Reproduce, character for character, the portion of the passage on small deaths that begins with the words "This hasn't changed" and ends with "the respect desired.".

====== PASSAGE PROVIDED

01 October, 2008

Petits Mort

I don't often spend much time reflecting on my past.  The past, after all, is the past.  I can't change what has happened but only can I learn from the experiences and apply those lessons to my present.  In this way, I live without regret.

 

This hasn't changed though I am currently wondering if I missed something along the way.  I don't need to feel regret, but I wonder if I have not fully learned the lessons of the past or if I have not let them go to the extent necessary or with the respect desired.

 

Women Who Run with Wolves talks about small deaths - noting the past events in our lives with respect and letting them go.  This is not about regret or mourning our mistakes or playing the "what if" or "I should have" game.  More, it is about acknowledging the choices made and not made.  Recognizing the paths not taken and the potential loss of an idea or a dream due to that choice.  It is acknowledging that by making the choice, a part of us died - just a small part; petits morts.

============
====== RECORDS

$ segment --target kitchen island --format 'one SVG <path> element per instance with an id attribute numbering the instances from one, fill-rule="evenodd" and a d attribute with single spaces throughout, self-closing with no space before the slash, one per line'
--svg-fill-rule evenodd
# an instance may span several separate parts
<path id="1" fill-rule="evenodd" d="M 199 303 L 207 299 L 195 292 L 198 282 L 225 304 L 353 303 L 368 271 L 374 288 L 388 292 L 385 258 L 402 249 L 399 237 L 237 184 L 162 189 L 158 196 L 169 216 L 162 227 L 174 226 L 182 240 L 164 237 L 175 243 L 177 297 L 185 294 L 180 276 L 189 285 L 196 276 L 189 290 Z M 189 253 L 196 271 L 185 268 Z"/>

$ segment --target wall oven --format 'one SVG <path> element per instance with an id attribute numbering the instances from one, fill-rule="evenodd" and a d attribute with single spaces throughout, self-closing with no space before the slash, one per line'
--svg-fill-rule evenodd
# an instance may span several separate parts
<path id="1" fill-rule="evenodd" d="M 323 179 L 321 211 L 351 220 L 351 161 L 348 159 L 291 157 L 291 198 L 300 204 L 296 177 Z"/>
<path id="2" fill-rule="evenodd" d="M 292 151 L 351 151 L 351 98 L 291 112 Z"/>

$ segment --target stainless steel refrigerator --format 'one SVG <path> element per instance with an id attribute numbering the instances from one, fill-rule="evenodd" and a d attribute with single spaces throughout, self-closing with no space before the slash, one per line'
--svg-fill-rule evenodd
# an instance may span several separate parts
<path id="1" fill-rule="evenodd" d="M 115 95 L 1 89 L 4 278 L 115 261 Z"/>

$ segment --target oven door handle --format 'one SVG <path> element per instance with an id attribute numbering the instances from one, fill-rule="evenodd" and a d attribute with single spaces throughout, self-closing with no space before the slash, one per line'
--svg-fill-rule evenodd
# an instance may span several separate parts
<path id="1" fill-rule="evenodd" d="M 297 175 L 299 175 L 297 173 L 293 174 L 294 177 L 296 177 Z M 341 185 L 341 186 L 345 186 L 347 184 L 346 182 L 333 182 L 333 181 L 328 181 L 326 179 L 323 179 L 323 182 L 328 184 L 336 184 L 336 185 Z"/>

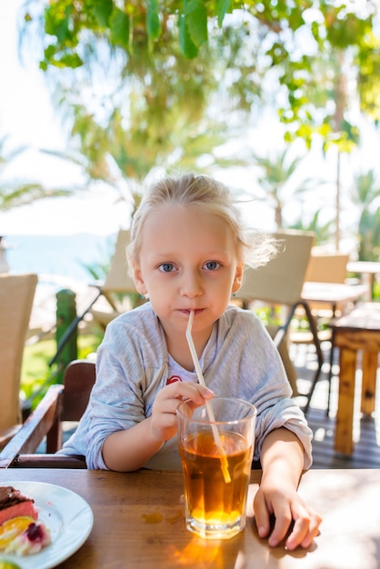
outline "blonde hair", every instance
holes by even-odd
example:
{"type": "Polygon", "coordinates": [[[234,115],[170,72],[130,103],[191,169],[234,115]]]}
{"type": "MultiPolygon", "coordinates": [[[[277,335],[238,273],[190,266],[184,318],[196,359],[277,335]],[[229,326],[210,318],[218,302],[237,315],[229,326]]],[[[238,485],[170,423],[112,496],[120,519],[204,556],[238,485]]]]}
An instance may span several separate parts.
{"type": "Polygon", "coordinates": [[[238,262],[256,267],[275,254],[275,240],[263,234],[249,234],[231,192],[221,182],[206,175],[185,174],[167,176],[148,187],[132,220],[131,241],[126,249],[129,267],[136,264],[149,214],[167,206],[197,207],[222,219],[230,228],[238,262]]]}

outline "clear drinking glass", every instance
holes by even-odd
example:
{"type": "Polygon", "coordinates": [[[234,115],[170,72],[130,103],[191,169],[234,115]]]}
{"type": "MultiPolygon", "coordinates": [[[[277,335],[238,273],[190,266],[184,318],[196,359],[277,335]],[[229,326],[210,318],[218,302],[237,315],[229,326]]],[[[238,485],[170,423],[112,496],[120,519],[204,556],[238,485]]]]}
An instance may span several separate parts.
{"type": "Polygon", "coordinates": [[[229,539],[245,526],[257,412],[234,397],[207,404],[215,422],[205,405],[184,402],[177,409],[186,527],[204,538],[229,539]]]}

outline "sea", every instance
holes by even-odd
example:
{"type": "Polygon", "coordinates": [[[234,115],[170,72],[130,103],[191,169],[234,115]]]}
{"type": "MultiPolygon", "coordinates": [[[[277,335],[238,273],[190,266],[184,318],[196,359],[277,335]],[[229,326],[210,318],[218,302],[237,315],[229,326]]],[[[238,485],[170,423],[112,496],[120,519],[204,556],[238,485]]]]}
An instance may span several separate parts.
{"type": "Polygon", "coordinates": [[[36,273],[52,280],[88,282],[93,280],[89,266],[109,263],[116,234],[98,235],[5,236],[6,258],[11,273],[36,273]]]}
{"type": "MultiPolygon", "coordinates": [[[[2,244],[10,274],[35,273],[38,284],[31,315],[31,327],[49,329],[55,322],[56,293],[69,289],[76,295],[77,312],[95,297],[92,286],[96,271],[107,266],[117,234],[67,235],[5,235],[2,244]]],[[[104,272],[97,273],[100,280],[104,272]]]]}

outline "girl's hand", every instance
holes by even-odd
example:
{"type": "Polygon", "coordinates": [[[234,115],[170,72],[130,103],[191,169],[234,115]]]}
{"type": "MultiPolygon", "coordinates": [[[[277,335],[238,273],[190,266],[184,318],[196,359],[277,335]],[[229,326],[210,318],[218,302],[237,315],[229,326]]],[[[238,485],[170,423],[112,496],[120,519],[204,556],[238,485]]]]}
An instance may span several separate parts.
{"type": "Polygon", "coordinates": [[[163,442],[171,439],[177,431],[178,405],[186,401],[191,407],[200,407],[213,397],[213,392],[199,384],[175,382],[166,385],[158,393],[152,407],[152,435],[163,442]]]}
{"type": "Polygon", "coordinates": [[[319,534],[322,518],[308,507],[296,489],[285,484],[260,486],[254,501],[255,518],[260,537],[269,535],[269,545],[275,547],[286,538],[285,548],[306,548],[319,534]],[[275,518],[271,532],[270,518],[275,518]]]}

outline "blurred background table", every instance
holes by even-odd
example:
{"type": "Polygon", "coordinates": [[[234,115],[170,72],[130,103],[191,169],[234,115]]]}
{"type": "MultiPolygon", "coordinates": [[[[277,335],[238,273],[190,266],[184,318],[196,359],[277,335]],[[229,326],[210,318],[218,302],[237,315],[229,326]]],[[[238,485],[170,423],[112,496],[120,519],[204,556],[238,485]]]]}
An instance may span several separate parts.
{"type": "Polygon", "coordinates": [[[347,263],[347,271],[362,275],[363,283],[368,288],[365,300],[372,300],[376,275],[380,275],[380,263],[375,261],[350,261],[347,263]]]}

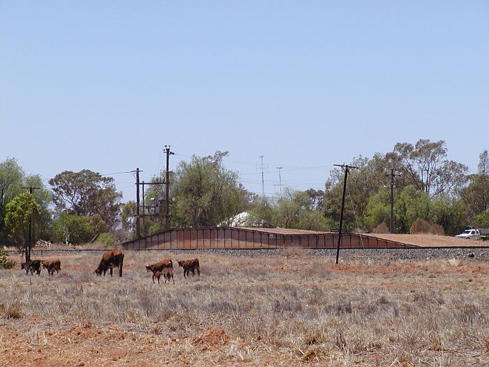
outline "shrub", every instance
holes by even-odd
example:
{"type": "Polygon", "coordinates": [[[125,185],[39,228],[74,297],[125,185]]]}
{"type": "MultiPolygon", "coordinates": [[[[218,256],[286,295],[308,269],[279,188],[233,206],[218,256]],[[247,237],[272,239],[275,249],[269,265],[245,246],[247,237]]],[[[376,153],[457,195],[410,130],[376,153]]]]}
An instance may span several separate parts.
{"type": "Polygon", "coordinates": [[[100,233],[98,237],[97,237],[97,242],[100,242],[108,246],[115,246],[119,244],[117,239],[110,233],[100,233]]]}
{"type": "Polygon", "coordinates": [[[8,259],[5,250],[0,247],[0,269],[10,269],[15,265],[15,261],[8,259]]]}
{"type": "Polygon", "coordinates": [[[389,229],[387,226],[387,224],[386,224],[384,222],[379,224],[377,226],[374,228],[374,229],[372,230],[372,231],[374,233],[388,233],[389,232],[389,229]]]}
{"type": "Polygon", "coordinates": [[[409,229],[411,234],[435,234],[444,236],[445,231],[439,224],[430,223],[424,220],[418,218],[409,229]]]}

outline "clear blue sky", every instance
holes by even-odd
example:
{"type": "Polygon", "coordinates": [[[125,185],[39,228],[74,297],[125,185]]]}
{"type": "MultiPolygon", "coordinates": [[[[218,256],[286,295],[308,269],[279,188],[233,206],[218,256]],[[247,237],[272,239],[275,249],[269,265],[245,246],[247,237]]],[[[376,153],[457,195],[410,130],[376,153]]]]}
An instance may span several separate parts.
{"type": "MultiPolygon", "coordinates": [[[[444,140],[489,149],[489,1],[0,0],[0,161],[45,182],[228,150],[250,191],[444,140]]],[[[134,177],[115,175],[124,201],[134,177]]]]}

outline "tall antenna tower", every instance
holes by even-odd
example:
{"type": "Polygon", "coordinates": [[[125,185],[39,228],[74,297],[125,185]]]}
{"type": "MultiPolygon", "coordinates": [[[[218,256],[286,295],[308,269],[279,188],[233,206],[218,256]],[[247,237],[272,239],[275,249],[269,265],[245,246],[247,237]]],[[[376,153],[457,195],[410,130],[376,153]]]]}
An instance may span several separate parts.
{"type": "Polygon", "coordinates": [[[277,167],[279,170],[279,187],[280,187],[280,200],[282,200],[282,174],[280,173],[280,170],[284,167],[277,167]]]}
{"type": "Polygon", "coordinates": [[[263,179],[263,156],[261,155],[258,158],[261,158],[261,199],[265,198],[265,180],[263,179]]]}

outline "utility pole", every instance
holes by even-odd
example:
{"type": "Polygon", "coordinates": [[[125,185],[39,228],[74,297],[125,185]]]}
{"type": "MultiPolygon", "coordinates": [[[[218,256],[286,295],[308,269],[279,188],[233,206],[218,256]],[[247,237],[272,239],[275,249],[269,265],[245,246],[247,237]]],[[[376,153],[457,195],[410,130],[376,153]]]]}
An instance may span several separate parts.
{"type": "Polygon", "coordinates": [[[263,179],[263,156],[261,155],[258,158],[261,158],[261,199],[265,199],[265,180],[263,179]]]}
{"type": "Polygon", "coordinates": [[[136,236],[139,238],[141,236],[139,228],[139,221],[140,220],[140,208],[139,206],[139,168],[136,168],[136,236]]]}
{"type": "Polygon", "coordinates": [[[340,244],[342,243],[342,229],[343,227],[343,210],[344,210],[344,196],[346,193],[346,178],[350,168],[358,168],[353,166],[347,166],[346,164],[334,164],[337,167],[344,168],[344,181],[343,182],[343,196],[342,196],[342,212],[340,215],[340,233],[338,233],[338,246],[336,249],[336,264],[338,264],[338,258],[340,257],[340,244]]]}
{"type": "Polygon", "coordinates": [[[395,168],[391,168],[391,173],[386,173],[386,176],[391,176],[391,223],[389,231],[392,233],[394,229],[394,177],[400,176],[399,173],[395,173],[395,168]]]}
{"type": "Polygon", "coordinates": [[[280,170],[284,167],[277,167],[279,170],[279,187],[280,187],[280,200],[282,200],[282,175],[280,174],[280,170]]]}
{"type": "MultiPolygon", "coordinates": [[[[34,190],[41,189],[41,187],[33,187],[29,186],[29,187],[22,187],[22,189],[29,189],[29,193],[32,195],[32,192],[34,190]]],[[[32,213],[29,217],[29,240],[27,246],[25,247],[25,262],[31,260],[31,250],[32,250],[32,213]]]]}
{"type": "Polygon", "coordinates": [[[170,145],[165,145],[165,153],[166,153],[166,172],[165,175],[165,229],[170,229],[170,155],[174,154],[170,150],[170,145]]]}
{"type": "Polygon", "coordinates": [[[145,206],[145,181],[143,180],[143,236],[146,237],[146,207],[145,206]]]}

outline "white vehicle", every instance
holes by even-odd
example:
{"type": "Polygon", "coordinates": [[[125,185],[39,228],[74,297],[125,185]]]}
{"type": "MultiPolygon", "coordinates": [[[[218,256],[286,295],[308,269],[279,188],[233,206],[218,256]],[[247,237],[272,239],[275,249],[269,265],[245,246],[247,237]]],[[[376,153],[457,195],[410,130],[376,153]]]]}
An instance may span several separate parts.
{"type": "Polygon", "coordinates": [[[481,232],[479,229],[466,229],[460,234],[458,234],[455,237],[458,238],[464,238],[465,240],[479,240],[482,238],[481,237],[481,232]]]}

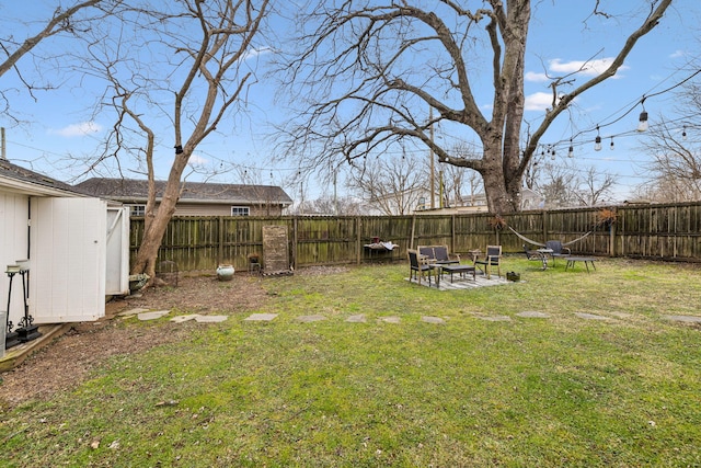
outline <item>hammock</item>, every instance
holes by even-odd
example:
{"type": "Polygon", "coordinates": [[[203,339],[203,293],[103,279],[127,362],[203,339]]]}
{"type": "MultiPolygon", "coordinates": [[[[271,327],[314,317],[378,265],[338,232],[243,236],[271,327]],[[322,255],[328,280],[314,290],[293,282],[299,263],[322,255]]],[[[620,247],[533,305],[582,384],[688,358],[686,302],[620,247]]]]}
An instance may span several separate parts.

============

ANSWER TO THIS EXERCISE:
This hasn't changed though I am currently wondering if I missed something along the way.  I don't need to feel regret, but I wonder if I have not fully learned the lessons of the past or if I have not let them go to the extent necessary or with the respect desired.